What to work on =>
Revise the items below so that every "single point" reads "single marker", and leave everything else as it is.

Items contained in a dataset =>
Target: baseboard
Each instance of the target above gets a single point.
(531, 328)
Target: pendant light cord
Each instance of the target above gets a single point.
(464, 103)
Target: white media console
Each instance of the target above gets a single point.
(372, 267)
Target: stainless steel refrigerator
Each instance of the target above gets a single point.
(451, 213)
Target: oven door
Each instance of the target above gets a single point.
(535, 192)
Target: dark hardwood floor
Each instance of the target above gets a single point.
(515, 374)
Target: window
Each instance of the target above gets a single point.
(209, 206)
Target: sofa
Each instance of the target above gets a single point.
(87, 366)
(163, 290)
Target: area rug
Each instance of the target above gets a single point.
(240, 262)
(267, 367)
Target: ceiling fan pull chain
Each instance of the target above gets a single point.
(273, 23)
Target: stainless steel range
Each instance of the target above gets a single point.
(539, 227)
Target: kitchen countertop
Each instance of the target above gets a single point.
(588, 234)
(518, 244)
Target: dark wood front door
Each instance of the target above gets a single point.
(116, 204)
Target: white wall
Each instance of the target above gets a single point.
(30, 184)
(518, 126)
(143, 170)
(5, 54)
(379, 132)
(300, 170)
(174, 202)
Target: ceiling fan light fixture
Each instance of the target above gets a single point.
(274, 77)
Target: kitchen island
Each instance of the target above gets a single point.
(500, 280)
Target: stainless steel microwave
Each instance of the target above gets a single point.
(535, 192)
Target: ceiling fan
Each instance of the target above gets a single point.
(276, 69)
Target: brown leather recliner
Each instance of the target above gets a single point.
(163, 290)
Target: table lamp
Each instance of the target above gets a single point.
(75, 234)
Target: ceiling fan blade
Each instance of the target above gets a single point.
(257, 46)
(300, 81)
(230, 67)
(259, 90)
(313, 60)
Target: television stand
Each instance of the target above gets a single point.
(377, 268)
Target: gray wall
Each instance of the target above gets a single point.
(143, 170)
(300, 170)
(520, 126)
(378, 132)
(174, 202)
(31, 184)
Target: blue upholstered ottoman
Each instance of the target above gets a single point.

Response to the task =>
Target: baseboard
Each instance of the target above gets a single marker.
(531, 328)
Target: pendant light cord
Each instance of the target above gets a single marker.
(464, 103)
Target: white media console
Each instance of the target above gets a single marker.
(372, 267)
Target: stainless steel refrigerator
Each instance of the target above gets a single marker.
(451, 213)
Target: oven door
Each instance of the target above gets a single marker.
(535, 192)
Target: dark hardwood floor
Each instance of the target above gets a single marker.
(515, 374)
Target: window
Each instance of the target above gets a single marker.
(209, 206)
Target: sofa
Each instance of the target above gets a single marker.
(87, 366)
(163, 290)
Target: area rug
Each instance of the target above gets a single marker.
(240, 262)
(267, 367)
Target: ceiling fan pull chain
Each instance of the target above gets a single marker.
(273, 23)
Target: stainless steel range
Each instance of the target above gets a single marker.
(539, 227)
Target: kitchen countertop
Each instance of the target above gets a single marker.
(588, 234)
(518, 244)
Target: dark wood front door
Each instance of the target above gets a single marker.
(116, 204)
Target: white wall
Each instance of the target above gets a single marker.
(30, 184)
(518, 126)
(143, 170)
(5, 54)
(379, 132)
(300, 170)
(174, 202)
Target: ceiling fan light fixture
Each instance of the target above gets a single marker.
(274, 77)
Target: kitchen island
Each instance of the target above gets a single marker.
(500, 280)
Target: stainless steel microwave
Each instance of the target above gets a single marker.
(535, 192)
Target: ceiling fan
Each instance of the target above gets a single marker.
(276, 69)
Target: brown leather recliner
Each instance of the target above gets a single marker.
(163, 290)
Target: table lamp
Each instance of the target above gets a single marker.
(75, 234)
Target: ceiling fan blade
Each instance of the target above gets a single marker.
(257, 46)
(300, 81)
(230, 67)
(259, 90)
(313, 60)
Target: television stand
Each instance of the target above gets a single marker.
(377, 268)
Target: gray wall
Each instance of the target above gets a single marker.
(143, 170)
(300, 170)
(520, 126)
(378, 132)
(174, 202)
(31, 184)
Target: blue upholstered ottoman
Each instance of the target above gets a single marker.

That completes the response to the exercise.